> [Aim] All of the material below is to be restated word for word, apart from the pictures.

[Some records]
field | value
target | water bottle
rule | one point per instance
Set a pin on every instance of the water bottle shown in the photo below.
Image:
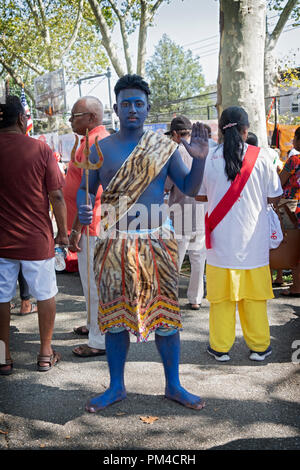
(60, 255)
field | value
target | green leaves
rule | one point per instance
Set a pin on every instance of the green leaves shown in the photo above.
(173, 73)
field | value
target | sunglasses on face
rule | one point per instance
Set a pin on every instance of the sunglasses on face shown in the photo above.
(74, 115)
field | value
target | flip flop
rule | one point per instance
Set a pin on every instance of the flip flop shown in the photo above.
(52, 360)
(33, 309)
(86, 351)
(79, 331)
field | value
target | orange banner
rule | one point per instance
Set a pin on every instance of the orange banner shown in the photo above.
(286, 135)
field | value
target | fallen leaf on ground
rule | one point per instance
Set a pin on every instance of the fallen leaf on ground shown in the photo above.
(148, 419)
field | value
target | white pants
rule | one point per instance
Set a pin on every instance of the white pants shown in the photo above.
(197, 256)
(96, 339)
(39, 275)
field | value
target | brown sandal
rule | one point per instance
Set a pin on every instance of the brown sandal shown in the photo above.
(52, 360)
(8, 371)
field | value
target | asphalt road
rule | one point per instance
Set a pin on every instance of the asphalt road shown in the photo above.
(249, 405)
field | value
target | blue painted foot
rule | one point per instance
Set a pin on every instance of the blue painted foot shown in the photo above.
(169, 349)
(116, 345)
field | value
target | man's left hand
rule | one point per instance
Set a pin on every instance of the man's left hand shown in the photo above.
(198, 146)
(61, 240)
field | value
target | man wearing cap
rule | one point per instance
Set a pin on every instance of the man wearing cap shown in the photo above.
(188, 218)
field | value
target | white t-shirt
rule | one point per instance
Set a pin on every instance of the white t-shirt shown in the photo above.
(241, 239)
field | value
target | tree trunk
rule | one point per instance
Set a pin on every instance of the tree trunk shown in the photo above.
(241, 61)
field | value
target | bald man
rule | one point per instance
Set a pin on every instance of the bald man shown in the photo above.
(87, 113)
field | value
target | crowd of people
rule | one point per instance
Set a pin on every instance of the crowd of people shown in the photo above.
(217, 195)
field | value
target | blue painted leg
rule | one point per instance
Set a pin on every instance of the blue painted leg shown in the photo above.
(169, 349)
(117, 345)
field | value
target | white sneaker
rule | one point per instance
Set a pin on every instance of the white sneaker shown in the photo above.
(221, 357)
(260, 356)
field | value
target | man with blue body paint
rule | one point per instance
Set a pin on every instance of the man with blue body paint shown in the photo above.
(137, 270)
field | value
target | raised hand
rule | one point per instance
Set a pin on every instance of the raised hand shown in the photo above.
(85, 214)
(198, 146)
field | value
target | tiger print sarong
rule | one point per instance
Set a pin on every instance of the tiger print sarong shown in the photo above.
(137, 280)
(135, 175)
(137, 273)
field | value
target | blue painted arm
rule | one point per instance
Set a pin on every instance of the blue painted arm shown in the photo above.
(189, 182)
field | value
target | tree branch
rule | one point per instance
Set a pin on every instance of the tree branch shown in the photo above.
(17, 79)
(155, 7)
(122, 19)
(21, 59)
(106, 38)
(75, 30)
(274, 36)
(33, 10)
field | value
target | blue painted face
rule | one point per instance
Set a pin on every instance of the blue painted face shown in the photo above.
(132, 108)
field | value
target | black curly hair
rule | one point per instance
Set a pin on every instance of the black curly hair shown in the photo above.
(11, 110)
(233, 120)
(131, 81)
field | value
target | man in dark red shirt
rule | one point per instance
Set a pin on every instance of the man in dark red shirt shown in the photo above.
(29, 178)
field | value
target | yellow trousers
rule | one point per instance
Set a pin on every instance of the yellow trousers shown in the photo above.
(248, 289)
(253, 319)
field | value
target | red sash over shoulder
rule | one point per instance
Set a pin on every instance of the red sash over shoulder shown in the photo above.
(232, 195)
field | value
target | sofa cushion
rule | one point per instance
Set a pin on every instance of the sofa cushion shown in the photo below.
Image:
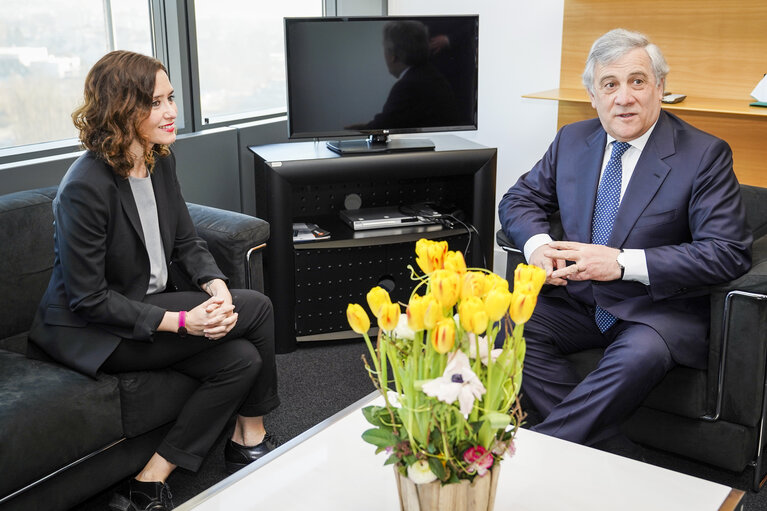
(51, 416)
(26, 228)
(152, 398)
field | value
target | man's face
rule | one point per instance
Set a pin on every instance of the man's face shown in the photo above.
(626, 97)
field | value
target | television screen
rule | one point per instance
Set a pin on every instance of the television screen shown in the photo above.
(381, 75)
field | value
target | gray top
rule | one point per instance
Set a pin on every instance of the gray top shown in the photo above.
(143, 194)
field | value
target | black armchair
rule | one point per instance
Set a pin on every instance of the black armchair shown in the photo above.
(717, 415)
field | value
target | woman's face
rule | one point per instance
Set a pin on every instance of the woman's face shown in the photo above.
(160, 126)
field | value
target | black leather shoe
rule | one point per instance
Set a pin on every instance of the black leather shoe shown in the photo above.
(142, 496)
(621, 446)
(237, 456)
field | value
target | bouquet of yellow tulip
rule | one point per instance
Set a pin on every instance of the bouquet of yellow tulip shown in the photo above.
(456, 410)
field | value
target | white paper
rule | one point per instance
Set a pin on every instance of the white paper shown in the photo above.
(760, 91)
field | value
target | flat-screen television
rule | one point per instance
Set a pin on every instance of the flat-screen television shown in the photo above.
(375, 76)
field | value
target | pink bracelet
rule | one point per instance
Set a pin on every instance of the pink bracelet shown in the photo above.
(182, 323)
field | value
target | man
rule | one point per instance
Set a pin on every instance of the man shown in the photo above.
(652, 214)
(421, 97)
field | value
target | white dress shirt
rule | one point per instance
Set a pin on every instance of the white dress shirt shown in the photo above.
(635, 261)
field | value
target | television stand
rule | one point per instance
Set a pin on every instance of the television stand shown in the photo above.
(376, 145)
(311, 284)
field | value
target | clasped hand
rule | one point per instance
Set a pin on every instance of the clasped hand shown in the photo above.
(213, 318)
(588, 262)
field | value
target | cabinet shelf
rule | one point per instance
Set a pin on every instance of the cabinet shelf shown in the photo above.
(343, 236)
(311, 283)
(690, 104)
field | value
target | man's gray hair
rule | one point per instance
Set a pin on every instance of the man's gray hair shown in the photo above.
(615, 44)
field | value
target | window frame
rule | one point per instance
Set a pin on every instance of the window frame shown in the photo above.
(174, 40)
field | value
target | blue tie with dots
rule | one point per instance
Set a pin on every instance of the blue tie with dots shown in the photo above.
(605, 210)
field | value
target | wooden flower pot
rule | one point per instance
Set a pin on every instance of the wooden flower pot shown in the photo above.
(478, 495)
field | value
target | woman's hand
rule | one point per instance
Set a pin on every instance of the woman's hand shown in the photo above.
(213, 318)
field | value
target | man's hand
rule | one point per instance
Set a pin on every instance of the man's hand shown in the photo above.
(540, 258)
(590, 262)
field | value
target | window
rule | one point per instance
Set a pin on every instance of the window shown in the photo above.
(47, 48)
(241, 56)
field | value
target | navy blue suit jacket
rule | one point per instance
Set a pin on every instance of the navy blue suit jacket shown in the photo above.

> [Problem solution]
field | value
target | water bottle
rule | one point per instance
Set a pin on every instance of the water bottle shown in the photo below.
Image:
(60, 255)
field | value
target | green leaves
rule | one point per instance
Set a pin on every instance of the green leaves shown in the photo above.
(173, 73)
field | value
target | sunglasses on face
rule | one point per instance
Set a pin on every instance of the sunglasses on face shown in the photo above.
(74, 115)
field | value
target | flip flop
rule | one point per instance
Set a pin on every instance of the flip flop shown in the photo above.
(52, 360)
(33, 309)
(86, 351)
(79, 331)
field | value
target | orange banner
rule | one point per instance
Set a pin on every instance of the orange banner shown in the photo above.
(286, 135)
field | value
target | fallen leaf on ground
rule | one point per instance
Set a pin on every instance of the fallen leaf on ground shown in the photo above.
(148, 419)
field | value
target | white pants
rule | one point per instance
Set a pin on every instance of the white pants shown in the photo above.
(197, 256)
(96, 339)
(39, 275)
field | value
target | brown sandal
rule | one point per instance
Set a pin on every instance of the brown sandal shown in the photo above.
(52, 360)
(8, 371)
field | value
target | asphalt road
rule | one point per instance
Set a pin on every instance of the asphalt road shown in the photo above.
(249, 405)
field | value
target | blue painted foot
rule | one point per instance
Set a pin on every instance of the blue painted foot shown in the photo above.
(169, 349)
(116, 345)
field | value
target | man's left hand
rule | one point per instance
Set a pin on every instance of the man's left hand shown in the photo above.
(198, 146)
(61, 240)
field | value
target | man wearing cap
rule | one point per instance
Set a pin on every instance of the man wearing cap shown in the photo above.
(188, 218)
field | value
target | white t-shirt
rule | one point per instance
Set a pin on every instance of the white t-shirt shown in the photo above.
(241, 239)
field | value
target | tree trunk
rule | one point per instance
Set a pin on every instance of the tree trunk shown in the photo above.
(241, 61)
field | value
target | bald man
rule | one point per instance
Set a pin on every instance of the bald man shown in the photo above.
(87, 113)
field | value
target | crowd of people
rule | one point per instance
Set a pin on every instance of the crowd of people shown in the photo above.
(217, 195)
field | value
target | blue painted leg
rule | one point per instance
Set a pin on every instance of the blue painted leg shown in the photo above.
(169, 349)
(117, 345)
field | value
target | white sneaker
rule | one point per instance
Set a pin on every instance of the white sneaker shown in the photo above.
(221, 357)
(260, 356)
field | value
target | man with blue body paint
rule | one point per instance
Set a pin on every instance of the man with blue body paint shown in the photo above.
(137, 270)
field | value
target | raised hand
rule | one point per instance
Set a pin on every instance of the raised hand shown in the photo above.
(85, 214)
(198, 146)
field | value
target | tiger print sarong
rule | one point per instance
Set a pin on every instance of the tiger print sarong shown in the photo above.
(137, 280)
(135, 175)
(137, 273)
field | value
target | blue painted arm
rule | one point per instance
Set a pin on every instance of the blue painted arm shown in the photo above.
(189, 182)
field | value
target | tree branch
rule | one point per instance
Set a pin on every instance of the tree branch shown in the photo above.
(17, 79)
(155, 7)
(122, 19)
(21, 59)
(106, 38)
(75, 30)
(274, 36)
(33, 10)
field | value
target | blue painted face
rule | one point per instance
Set a pin on every instance of the blue painted face shown in the photo above.
(132, 108)
field | value
target | black curly hair
rule | one point per instance
Set a pin on every instance of the black curly hair shown in the photo above.
(11, 110)
(233, 120)
(131, 81)
field | value
target | man in dark red shirt
rule | one point per instance
Set a pin on every instance of the man in dark red shirt shown in the photo above.
(29, 178)
field | value
target | yellow trousers
rule | one point per instance
Set a pin on every instance of the yellow trousers shown in the photo above.
(248, 289)
(253, 319)
field | value
target | red sash over shoulder
rule | one point per instance
Set a pin on every instance of the red sash over shoulder shown in the photo above.
(232, 195)
field | value
target | sofa cushion
rule | one point per instance
Set a pin on every instance of the sofa cushion shown in the photo below.
Image:
(51, 416)
(26, 228)
(152, 398)
field | value
target | man's face
rule | one point per instance
Set a pin on every instance of the man's face shown in the photo above.
(626, 97)
field | value
target | television screen
rule | one point per instance
Set a pin on every instance of the television screen shown in the photo above.
(381, 75)
field | value
target | gray top
rule | one point per instance
Set a pin on every instance of the gray top shown in the photo above.
(143, 194)
field | value
target | black armchair
rule | one point per instance
Set a pin on every instance of the black armchair shown in the photo above.
(717, 415)
field | value
target | woman's face
rule | one point per instance
Set a pin on every instance of the woman's face shown in the photo above.
(160, 126)
field | value
target | black leather shoe
rule | one point per instance
Set a pin on every instance of the black leather shoe shown in the photo above.
(142, 496)
(621, 446)
(237, 456)
field | value
target | bouquet of yellow tulip
rule | one point per instance
Set a pin on every instance of the bouquet of yellow tulip shown in the photo above.
(456, 410)
field | value
target | white paper
rule | one point per instance
Set a pin on every instance of the white paper shown in the photo above.
(760, 91)
field | value
target | flat-screen television
rule | one point per instance
Set a pin on every instance of the flat-screen television shown in the photo above.
(375, 76)
field | value
target | pink bracelet
rule | one point per instance
Set a pin on every instance of the pink bracelet shown in the photo above.
(182, 323)
field | value
target | man
rule | one point per instance
Set a pin on every instance of the man shown in the photo above.
(652, 214)
(421, 97)
field | value
target | white dress shirt
rule | one point per instance
Set a pin on every instance of the white dress shirt shown in the photo above.
(635, 261)
field | value
target | television stand
rule | one point per instance
Set a pin on every instance of the television stand shown in the photo above.
(376, 145)
(311, 284)
field | value
target | clasped hand
rule | one point per instance
Set a pin on every instance of the clasped hand shown in the photo above.
(213, 318)
(588, 262)
field | value
target | cabinet shelf
rule | one point per instance
Set a pin on every instance of the cabinet shelf shown in the photo above.
(343, 236)
(311, 283)
(690, 104)
field | value
target | man's gray hair
rule | one point per instance
Set a pin on every instance of the man's gray hair shown in the photo above.
(615, 44)
field | value
target | window frame
rule | one point per instance
Set a pin on every instance of the window frame shown in the photo above.
(174, 40)
field | value
target | blue tie with dots
rule | one point per instance
Set a pin on every instance of the blue tie with dots shown in the photo above.
(605, 210)
field | value
target | wooden flower pot
rule | one point per instance
Set a pin on every instance of the wooden flower pot shown in the photo above.
(478, 495)
field | value
target | woman's hand
rule | one point per instance
Set a pin on every instance of the woman's hand shown in the photo above.
(213, 318)
field | value
target | man's hand
rule | one point per instance
Set a pin on every instance of the man's hand shown in the photo above.
(540, 258)
(590, 262)
field | value
target | window
rule | one point per instance
Set a pin on every instance of the window shown in the photo above.
(47, 48)
(241, 56)
field | value
target | navy blue suit jacket
rule | one point per instance
Set a pin on every instance of the navy blue suit jacket shown in the photo above.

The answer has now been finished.